**Set exercise**
Rewrite the stretch of the material from its start through the line containing "point(166, 182)", keeping every line but multiplying each point coordinate by 1.7 and rounding to whole numbers, with halves going up. Leave the picture out.

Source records
──────────────────────────────
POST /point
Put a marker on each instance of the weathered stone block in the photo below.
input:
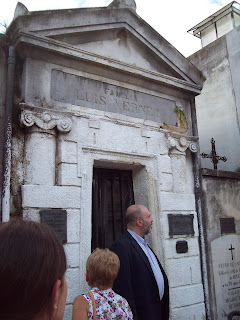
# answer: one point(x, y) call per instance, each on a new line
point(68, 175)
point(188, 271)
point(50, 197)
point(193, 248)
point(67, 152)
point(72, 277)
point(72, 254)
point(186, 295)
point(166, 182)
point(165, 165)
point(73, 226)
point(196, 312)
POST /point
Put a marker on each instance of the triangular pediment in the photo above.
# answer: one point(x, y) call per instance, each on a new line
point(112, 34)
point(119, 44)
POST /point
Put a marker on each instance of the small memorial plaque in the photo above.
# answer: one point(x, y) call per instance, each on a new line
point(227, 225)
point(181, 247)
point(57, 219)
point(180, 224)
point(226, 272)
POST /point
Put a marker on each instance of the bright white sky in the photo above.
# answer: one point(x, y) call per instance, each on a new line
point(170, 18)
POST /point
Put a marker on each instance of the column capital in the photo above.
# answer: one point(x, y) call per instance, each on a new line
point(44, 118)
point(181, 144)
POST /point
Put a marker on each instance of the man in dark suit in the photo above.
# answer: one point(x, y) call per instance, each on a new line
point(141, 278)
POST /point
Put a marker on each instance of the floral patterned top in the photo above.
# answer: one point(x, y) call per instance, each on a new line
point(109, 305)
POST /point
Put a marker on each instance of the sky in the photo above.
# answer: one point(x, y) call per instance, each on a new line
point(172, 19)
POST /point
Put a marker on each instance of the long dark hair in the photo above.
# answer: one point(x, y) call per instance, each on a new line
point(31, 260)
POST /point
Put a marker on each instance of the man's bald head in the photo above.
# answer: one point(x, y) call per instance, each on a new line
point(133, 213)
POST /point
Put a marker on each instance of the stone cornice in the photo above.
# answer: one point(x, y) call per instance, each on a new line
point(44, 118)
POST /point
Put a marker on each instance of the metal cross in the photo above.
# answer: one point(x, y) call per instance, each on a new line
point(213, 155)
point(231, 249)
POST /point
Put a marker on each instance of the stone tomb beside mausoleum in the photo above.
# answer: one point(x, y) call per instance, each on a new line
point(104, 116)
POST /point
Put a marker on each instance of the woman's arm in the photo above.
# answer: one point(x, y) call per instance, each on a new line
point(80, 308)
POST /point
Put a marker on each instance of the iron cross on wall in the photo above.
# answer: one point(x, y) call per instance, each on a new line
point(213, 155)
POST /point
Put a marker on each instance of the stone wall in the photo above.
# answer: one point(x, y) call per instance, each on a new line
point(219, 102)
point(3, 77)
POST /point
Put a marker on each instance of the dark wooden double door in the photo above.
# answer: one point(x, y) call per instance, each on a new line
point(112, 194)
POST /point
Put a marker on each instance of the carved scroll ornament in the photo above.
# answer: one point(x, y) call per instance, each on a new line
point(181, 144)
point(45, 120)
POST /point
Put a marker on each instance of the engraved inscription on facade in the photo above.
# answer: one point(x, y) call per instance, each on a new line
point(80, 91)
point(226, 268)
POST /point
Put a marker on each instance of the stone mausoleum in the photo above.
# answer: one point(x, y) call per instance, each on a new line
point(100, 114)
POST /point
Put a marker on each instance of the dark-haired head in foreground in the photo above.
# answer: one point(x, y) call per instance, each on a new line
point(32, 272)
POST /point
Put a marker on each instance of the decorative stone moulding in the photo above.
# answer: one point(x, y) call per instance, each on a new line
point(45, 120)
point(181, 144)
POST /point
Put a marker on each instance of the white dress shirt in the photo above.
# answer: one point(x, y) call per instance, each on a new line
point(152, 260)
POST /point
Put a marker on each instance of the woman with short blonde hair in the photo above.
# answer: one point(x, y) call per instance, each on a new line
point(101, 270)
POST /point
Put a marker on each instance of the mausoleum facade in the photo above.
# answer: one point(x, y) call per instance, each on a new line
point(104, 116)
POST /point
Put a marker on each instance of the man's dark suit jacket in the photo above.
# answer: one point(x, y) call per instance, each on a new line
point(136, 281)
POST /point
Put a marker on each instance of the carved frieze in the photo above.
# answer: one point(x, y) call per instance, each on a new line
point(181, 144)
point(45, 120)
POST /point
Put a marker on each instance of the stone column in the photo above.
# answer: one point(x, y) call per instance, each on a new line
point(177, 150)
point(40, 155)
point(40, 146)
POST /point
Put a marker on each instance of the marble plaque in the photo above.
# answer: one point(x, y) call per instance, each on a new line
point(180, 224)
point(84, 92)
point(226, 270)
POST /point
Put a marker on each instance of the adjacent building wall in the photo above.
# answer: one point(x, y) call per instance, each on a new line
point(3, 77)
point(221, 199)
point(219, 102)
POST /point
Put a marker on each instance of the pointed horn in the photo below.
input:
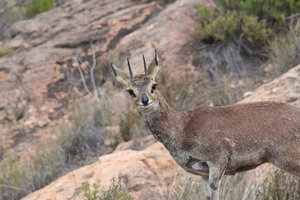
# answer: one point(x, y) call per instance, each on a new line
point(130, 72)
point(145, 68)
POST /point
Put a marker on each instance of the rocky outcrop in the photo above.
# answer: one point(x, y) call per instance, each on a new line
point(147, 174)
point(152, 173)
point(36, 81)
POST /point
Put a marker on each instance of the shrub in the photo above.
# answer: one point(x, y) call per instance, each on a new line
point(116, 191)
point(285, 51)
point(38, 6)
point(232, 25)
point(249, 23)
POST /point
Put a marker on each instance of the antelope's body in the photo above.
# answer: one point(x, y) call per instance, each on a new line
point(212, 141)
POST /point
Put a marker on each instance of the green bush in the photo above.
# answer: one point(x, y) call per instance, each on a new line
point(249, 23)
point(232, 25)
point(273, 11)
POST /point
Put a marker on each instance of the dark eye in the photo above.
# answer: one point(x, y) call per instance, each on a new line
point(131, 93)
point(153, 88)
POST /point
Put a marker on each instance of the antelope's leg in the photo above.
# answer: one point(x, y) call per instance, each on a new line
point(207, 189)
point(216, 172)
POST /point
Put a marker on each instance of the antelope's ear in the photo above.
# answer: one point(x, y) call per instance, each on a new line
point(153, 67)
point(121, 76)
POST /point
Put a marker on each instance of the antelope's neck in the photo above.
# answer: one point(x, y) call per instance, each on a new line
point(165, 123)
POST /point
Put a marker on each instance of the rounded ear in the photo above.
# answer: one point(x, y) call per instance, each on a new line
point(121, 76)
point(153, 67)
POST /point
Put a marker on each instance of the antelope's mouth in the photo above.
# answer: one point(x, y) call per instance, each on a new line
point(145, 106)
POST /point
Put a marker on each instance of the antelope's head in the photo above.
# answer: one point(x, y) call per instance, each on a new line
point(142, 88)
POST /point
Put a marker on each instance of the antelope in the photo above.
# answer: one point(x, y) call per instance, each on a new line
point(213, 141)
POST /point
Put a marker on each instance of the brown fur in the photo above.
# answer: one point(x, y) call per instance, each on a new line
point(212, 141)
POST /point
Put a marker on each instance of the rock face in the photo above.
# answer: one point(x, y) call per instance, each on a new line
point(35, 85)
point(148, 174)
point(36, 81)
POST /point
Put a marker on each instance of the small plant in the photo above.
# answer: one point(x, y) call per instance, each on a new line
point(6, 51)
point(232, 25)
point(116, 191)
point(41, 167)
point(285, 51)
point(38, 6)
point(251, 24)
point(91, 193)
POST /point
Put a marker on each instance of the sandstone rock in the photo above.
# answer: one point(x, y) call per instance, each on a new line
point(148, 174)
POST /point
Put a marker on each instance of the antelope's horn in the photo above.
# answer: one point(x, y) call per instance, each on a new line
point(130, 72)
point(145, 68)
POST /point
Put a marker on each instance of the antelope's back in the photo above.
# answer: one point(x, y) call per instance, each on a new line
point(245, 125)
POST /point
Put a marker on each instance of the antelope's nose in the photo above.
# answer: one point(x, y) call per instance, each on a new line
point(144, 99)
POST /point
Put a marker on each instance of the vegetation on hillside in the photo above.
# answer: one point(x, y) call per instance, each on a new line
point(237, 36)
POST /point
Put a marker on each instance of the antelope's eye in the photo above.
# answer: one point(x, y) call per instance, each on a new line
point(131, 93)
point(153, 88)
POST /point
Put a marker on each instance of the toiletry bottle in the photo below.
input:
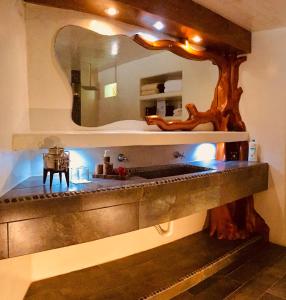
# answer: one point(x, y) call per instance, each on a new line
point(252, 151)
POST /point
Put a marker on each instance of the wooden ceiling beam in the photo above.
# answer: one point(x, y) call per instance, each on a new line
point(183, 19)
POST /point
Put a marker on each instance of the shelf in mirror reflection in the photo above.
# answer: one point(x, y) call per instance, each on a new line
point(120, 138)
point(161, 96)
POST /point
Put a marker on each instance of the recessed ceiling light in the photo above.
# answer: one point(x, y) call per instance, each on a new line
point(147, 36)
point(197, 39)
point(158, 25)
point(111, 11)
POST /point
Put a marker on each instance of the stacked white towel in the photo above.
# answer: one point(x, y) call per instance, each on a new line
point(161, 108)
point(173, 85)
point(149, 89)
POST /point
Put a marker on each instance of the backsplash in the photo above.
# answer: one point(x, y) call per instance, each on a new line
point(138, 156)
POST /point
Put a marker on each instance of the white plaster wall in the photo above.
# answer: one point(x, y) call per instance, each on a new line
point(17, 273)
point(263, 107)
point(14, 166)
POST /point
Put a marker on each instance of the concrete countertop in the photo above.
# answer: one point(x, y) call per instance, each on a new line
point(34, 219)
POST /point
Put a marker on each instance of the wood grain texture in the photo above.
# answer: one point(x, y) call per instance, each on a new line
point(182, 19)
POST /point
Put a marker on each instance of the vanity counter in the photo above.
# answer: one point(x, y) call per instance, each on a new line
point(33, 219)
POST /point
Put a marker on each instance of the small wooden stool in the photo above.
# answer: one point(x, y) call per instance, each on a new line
──────────────────────────────
**In response**
POST /point
Put a marker on each instance of the weathered stone block in the photo below.
input:
# answer: one point(x, y) call per instance, each on a new line
point(116, 298)
point(320, 461)
point(85, 335)
point(328, 422)
point(114, 258)
point(122, 471)
point(122, 432)
point(316, 502)
point(282, 309)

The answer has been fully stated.